** Task data follows **

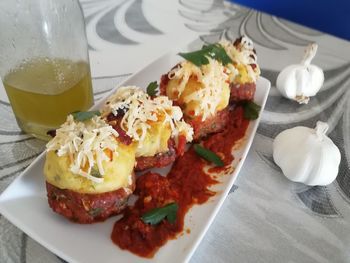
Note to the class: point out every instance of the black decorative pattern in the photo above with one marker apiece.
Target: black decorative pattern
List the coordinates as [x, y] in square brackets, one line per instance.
[318, 200]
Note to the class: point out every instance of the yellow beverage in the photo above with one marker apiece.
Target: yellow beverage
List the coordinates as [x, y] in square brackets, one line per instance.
[43, 91]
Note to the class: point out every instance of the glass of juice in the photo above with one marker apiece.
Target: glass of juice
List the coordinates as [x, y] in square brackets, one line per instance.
[44, 62]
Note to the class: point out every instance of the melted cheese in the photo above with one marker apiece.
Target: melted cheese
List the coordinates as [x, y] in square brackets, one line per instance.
[149, 122]
[118, 172]
[201, 91]
[86, 145]
[242, 56]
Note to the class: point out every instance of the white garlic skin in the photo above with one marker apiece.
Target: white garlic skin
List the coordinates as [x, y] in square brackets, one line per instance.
[307, 155]
[296, 81]
[301, 81]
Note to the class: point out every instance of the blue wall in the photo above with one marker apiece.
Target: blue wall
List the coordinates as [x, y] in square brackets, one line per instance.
[332, 17]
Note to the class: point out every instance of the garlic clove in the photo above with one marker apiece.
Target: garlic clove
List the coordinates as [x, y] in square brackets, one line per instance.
[307, 155]
[301, 81]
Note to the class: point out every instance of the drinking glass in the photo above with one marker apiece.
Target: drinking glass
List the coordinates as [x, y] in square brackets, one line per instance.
[44, 62]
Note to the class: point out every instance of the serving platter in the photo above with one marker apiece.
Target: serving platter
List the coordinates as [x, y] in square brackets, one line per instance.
[24, 202]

** End of Task data **

Retype exactly the lines above, from the one with "Target: black decorative pattern" through the one with "Target: garlic clove", inclusive.

Target: black decorative pattern
List the coordinates as [x, y] in square brackets, one line per instance.
[318, 200]
Note to the class: point out every instance of the yellow beverage in the photo above with one marker apiece.
Target: yellow beverage
List the coordinates as [x, y] in square brackets, one line per instance.
[43, 91]
Note to the class: point out every instance of the glass of juice in the photo above with one marker apiece.
Target: glass of juice
List the coordinates as [x, y] in square brackets, one line per instance.
[44, 62]
Note to the class: point out every instance of the melted cheese in the photo above with one marker apiece.
Target: melted cheese
List the coordinates as [x, y] in square brackets, one line per instance.
[149, 122]
[118, 172]
[201, 91]
[86, 145]
[242, 56]
Note to the class: point out every instance of the white garlic skin in the photo above with one marker apiece.
Target: white garlic skin
List the coordinates as [x, y] in square brackets, one line per instance.
[307, 155]
[296, 81]
[301, 81]
Note to the class: point out every instance of the blue wall in the photo above with one marker apiece.
Target: blue wall
List the coordinates as [x, y] in square brackets, one line per instance.
[332, 17]
Note to the class: point out every instance of the garlic clove in the photo above with one marker apiece.
Target: garlic clove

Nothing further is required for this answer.